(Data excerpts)
BEGIN

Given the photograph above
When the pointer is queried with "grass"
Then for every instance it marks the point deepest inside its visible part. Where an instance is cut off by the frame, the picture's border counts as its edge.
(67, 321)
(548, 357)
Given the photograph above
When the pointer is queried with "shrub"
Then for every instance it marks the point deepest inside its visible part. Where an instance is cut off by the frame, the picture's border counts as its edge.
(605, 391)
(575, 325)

END
BEGIN

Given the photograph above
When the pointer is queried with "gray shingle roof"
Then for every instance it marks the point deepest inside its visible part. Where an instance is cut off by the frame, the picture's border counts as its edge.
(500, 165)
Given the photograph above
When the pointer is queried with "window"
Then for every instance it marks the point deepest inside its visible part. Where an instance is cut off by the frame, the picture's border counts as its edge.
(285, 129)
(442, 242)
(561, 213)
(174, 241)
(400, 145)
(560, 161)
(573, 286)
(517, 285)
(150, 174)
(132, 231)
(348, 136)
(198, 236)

END
BEGIN

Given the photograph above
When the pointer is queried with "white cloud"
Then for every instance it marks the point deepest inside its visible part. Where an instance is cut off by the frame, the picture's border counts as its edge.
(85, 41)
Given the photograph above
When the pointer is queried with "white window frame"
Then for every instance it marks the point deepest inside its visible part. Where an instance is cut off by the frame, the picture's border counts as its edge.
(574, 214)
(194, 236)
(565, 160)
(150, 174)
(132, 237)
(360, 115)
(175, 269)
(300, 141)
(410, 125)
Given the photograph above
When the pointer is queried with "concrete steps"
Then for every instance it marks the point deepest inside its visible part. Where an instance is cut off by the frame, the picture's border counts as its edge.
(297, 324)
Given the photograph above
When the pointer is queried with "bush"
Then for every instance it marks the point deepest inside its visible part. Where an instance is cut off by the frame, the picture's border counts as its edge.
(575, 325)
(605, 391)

END

- WORK ORDER: Lines from the records above that hold "queried" are the ones to list.

- RESPONSE:
When the pointer is queried with "grass"
When the pointer is queried with "shrub"
When the pointer is queried with "gray shingle roof"
When the pointer is queried with "window"
When the pointer is queried with "white cloud"
When the pointer is queried with "white window frame"
When the pointer is queried with "concrete steps"
When the pointer is queried with "bush"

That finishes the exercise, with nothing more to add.